WHAT THE TASK REQUIRES:
Please set down each record exactly as it appears, but leave out any pictures.

_ _ _ _

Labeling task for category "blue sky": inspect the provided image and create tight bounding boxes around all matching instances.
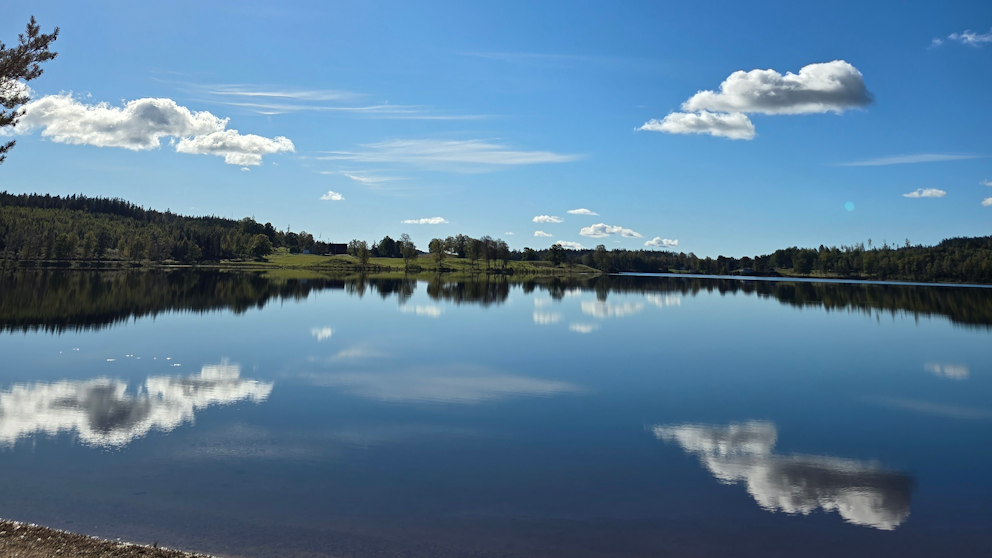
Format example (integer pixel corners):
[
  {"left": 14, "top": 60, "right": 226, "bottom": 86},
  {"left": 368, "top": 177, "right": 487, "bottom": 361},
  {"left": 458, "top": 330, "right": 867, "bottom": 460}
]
[{"left": 3, "top": 0, "right": 991, "bottom": 255}]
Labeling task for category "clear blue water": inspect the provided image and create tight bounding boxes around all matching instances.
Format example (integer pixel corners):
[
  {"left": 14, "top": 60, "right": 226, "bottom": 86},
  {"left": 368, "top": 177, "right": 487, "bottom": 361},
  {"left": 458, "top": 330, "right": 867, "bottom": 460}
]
[{"left": 0, "top": 272, "right": 989, "bottom": 557}]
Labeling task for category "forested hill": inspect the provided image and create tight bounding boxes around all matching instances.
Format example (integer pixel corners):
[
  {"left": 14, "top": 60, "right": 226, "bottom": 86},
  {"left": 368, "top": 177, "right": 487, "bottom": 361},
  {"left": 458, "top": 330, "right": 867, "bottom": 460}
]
[{"left": 0, "top": 191, "right": 332, "bottom": 262}]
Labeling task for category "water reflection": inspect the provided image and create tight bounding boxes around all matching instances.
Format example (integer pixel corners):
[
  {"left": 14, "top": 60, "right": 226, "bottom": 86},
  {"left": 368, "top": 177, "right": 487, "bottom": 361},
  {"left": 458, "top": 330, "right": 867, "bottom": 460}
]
[
  {"left": 580, "top": 300, "right": 645, "bottom": 318},
  {"left": 653, "top": 421, "right": 913, "bottom": 530},
  {"left": 303, "top": 364, "right": 581, "bottom": 404},
  {"left": 924, "top": 362, "right": 969, "bottom": 380},
  {"left": 4, "top": 270, "right": 992, "bottom": 333},
  {"left": 0, "top": 361, "right": 273, "bottom": 447}
]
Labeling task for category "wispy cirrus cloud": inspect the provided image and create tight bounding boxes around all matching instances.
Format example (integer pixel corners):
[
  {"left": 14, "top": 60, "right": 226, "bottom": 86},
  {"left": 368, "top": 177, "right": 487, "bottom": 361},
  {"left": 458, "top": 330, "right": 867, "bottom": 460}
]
[
  {"left": 199, "top": 85, "right": 360, "bottom": 102},
  {"left": 319, "top": 139, "right": 579, "bottom": 170},
  {"left": 837, "top": 153, "right": 984, "bottom": 167},
  {"left": 579, "top": 223, "right": 642, "bottom": 239},
  {"left": 641, "top": 61, "right": 871, "bottom": 140},
  {"left": 340, "top": 172, "right": 405, "bottom": 184},
  {"left": 947, "top": 27, "right": 992, "bottom": 47},
  {"left": 401, "top": 217, "right": 448, "bottom": 225},
  {"left": 533, "top": 215, "right": 563, "bottom": 224},
  {"left": 903, "top": 188, "right": 946, "bottom": 198}
]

_ _ _ _

EXPECTED ANSWER:
Labeling task for category "blue sky": inspect the provided image and create tight bounding boxes around all matching instances.
Format example (integer pixel corners):
[
  {"left": 14, "top": 60, "right": 226, "bottom": 86},
  {"left": 368, "top": 177, "right": 487, "bottom": 361},
  {"left": 458, "top": 330, "right": 867, "bottom": 460}
]
[{"left": 3, "top": 0, "right": 991, "bottom": 255}]
Labeling task for category "clear blue water": inspect the provided image and create tight bounding boxes around all matching instances.
Format example (integer pixel corners):
[
  {"left": 14, "top": 60, "right": 226, "bottom": 86},
  {"left": 368, "top": 177, "right": 487, "bottom": 361},
  {"left": 458, "top": 330, "right": 867, "bottom": 460}
]
[{"left": 0, "top": 272, "right": 989, "bottom": 557}]
Labeling task for category "forested hill": inspect the provided image and create tight bounding boxes around all matching instances.
Format example (integer pixel corners):
[
  {"left": 14, "top": 60, "right": 226, "bottom": 86},
  {"left": 368, "top": 177, "right": 487, "bottom": 361},
  {"left": 458, "top": 330, "right": 867, "bottom": 460}
]
[{"left": 0, "top": 191, "right": 332, "bottom": 262}]
Labeling task for category "water reflection": inspect the provided image and create tight bounding boxes around all matching instances.
Format example (integer pixel corners):
[
  {"left": 14, "top": 60, "right": 226, "bottom": 86},
  {"left": 368, "top": 177, "right": 487, "bottom": 361},
  {"left": 458, "top": 330, "right": 867, "bottom": 460}
]
[
  {"left": 580, "top": 300, "right": 645, "bottom": 318},
  {"left": 653, "top": 421, "right": 913, "bottom": 530},
  {"left": 303, "top": 364, "right": 581, "bottom": 404},
  {"left": 924, "top": 362, "right": 969, "bottom": 380},
  {"left": 4, "top": 270, "right": 992, "bottom": 333},
  {"left": 0, "top": 361, "right": 273, "bottom": 447}
]
Labeling task for category "wispy cirrus cloud": inspect the provided image and create tight bounding boxes around all matching instances.
Format example (integer pixel corners):
[
  {"left": 14, "top": 60, "right": 226, "bottom": 86},
  {"left": 368, "top": 177, "right": 487, "bottom": 361},
  {"left": 458, "top": 330, "right": 867, "bottom": 460}
]
[
  {"left": 199, "top": 85, "right": 360, "bottom": 102},
  {"left": 319, "top": 139, "right": 579, "bottom": 170},
  {"left": 837, "top": 153, "right": 984, "bottom": 167},
  {"left": 579, "top": 223, "right": 642, "bottom": 239},
  {"left": 641, "top": 61, "right": 871, "bottom": 140},
  {"left": 340, "top": 172, "right": 405, "bottom": 184},
  {"left": 947, "top": 27, "right": 992, "bottom": 47},
  {"left": 401, "top": 217, "right": 448, "bottom": 225},
  {"left": 533, "top": 215, "right": 563, "bottom": 224},
  {"left": 903, "top": 188, "right": 946, "bottom": 198}
]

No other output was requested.